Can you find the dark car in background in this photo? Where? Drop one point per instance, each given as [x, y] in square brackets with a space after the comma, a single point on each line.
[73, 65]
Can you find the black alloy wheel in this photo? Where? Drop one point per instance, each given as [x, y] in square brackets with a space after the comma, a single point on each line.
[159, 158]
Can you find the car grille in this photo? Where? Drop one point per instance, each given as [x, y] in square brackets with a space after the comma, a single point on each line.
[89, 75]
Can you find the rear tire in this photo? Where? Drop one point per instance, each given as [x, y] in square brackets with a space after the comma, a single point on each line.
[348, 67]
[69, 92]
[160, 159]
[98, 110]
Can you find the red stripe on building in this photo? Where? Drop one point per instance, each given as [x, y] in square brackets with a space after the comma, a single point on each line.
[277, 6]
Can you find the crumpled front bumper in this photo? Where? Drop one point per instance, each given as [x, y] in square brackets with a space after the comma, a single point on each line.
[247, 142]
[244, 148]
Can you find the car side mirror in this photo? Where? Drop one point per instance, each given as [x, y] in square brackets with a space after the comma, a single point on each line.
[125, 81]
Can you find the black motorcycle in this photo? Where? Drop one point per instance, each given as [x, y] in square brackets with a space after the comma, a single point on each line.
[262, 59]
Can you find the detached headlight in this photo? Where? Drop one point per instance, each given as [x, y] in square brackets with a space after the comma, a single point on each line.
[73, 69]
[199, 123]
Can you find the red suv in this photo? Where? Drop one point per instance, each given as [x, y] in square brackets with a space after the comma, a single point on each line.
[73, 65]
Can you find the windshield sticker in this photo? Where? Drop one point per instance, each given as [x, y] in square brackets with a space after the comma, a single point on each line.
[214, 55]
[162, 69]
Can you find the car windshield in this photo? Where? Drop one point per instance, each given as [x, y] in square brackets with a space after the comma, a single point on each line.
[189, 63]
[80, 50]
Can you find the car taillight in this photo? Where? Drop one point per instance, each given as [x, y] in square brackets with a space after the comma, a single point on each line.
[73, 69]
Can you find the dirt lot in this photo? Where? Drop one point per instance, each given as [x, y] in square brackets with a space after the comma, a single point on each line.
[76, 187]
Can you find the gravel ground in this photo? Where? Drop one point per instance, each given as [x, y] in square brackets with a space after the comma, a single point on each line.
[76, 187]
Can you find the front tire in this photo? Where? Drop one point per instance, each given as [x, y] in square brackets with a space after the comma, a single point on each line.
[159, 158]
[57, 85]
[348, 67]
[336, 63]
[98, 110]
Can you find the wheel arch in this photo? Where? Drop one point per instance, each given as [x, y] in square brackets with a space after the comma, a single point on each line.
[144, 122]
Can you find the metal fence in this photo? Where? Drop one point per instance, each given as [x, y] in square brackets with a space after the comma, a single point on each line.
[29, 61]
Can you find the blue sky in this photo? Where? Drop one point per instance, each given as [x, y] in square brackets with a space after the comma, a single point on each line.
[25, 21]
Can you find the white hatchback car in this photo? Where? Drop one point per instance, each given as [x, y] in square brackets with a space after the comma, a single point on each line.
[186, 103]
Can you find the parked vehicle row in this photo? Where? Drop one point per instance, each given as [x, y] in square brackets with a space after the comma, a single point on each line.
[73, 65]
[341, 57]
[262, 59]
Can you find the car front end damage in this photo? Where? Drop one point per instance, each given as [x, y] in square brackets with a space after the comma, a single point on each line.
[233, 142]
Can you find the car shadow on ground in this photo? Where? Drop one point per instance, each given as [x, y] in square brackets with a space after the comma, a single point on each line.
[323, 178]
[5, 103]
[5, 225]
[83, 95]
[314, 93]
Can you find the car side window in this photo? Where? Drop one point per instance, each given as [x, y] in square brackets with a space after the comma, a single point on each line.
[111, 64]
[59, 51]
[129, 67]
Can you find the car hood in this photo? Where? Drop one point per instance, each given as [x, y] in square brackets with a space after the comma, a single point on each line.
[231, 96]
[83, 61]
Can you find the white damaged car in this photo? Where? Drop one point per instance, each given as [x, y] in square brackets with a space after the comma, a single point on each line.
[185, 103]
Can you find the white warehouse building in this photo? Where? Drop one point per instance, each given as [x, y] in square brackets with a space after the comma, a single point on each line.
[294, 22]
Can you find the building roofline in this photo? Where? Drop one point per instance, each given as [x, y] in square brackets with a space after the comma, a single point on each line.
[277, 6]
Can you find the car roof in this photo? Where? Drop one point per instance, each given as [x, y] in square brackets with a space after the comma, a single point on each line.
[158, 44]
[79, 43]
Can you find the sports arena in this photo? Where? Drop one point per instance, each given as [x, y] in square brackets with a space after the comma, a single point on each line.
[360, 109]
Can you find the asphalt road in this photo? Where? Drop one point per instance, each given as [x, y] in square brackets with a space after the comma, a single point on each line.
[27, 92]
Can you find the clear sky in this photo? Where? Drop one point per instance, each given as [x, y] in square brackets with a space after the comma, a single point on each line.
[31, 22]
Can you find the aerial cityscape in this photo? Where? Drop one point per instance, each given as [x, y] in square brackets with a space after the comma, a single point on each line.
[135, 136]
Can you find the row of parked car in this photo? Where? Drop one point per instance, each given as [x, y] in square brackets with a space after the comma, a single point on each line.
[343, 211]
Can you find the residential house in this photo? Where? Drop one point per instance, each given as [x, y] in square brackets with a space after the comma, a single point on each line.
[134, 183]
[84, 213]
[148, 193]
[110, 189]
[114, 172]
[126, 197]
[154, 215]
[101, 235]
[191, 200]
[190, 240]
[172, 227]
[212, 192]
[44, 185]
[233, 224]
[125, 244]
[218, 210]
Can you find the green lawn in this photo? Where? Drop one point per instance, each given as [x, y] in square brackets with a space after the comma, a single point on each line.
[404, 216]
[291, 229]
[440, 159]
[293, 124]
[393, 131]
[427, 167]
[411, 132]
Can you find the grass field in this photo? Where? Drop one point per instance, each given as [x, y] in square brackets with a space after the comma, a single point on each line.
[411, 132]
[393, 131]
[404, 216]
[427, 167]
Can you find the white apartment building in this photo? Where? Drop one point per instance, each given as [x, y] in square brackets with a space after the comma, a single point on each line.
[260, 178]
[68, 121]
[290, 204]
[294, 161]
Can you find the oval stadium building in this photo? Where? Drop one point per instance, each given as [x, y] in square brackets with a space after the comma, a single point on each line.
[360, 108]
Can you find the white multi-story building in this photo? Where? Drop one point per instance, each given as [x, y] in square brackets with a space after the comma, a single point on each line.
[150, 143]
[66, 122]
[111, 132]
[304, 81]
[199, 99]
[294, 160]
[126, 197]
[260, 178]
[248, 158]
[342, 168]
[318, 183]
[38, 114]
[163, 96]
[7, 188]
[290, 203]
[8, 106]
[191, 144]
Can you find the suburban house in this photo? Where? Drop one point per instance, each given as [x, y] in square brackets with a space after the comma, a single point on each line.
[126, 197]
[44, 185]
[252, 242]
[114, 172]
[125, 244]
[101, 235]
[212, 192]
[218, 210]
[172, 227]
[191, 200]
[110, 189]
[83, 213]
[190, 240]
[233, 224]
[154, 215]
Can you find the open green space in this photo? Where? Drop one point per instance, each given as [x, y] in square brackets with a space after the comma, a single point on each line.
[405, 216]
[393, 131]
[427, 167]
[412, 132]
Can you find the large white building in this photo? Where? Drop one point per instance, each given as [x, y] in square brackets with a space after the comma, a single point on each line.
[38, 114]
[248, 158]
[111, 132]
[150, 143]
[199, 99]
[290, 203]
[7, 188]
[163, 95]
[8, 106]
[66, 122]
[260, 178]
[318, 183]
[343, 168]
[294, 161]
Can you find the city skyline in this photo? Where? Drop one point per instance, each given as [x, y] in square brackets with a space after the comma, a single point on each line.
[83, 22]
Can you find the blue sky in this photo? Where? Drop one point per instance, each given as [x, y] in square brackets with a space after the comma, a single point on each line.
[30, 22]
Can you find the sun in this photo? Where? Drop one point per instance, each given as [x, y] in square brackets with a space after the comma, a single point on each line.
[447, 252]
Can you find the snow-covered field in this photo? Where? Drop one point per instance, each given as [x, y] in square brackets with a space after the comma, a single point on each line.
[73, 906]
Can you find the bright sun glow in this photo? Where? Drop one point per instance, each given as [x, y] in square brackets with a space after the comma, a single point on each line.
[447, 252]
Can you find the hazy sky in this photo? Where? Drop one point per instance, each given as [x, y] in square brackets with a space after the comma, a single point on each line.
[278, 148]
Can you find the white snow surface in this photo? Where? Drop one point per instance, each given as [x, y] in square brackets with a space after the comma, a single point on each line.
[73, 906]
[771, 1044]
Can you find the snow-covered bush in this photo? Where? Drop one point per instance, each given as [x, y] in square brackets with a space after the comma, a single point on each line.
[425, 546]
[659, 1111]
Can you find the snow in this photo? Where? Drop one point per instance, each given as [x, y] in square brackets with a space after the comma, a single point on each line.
++++++++++++++++++++
● **Given exercise**
From the line containing "Can you find the hazy" down to the last line, reproduce the records exactly. Include both ends.

● **Result for this task**
Can you find the hazy sky in this photo? Where? Drop one point per instance, each given as [x, y] in square brackets with a space after the comma, a single point on each line.
[278, 148]
Can you find the white snow surface in this photo? Where? Drop one point per instance, each given as [x, y] in square brackets with a space after the comma, a single point on each line.
[73, 906]
[771, 1044]
Can you find the snow-covered bush in this photo? Where? Drop one point per instance, each given as [x, y] in square brackets with a space after the comma, a single point on each line.
[425, 546]
[659, 1111]
Can you find the snow in this photo? Where? Drop one point per instance, each given as [x, y] in square brackets with a space after the comma, a single point on each line.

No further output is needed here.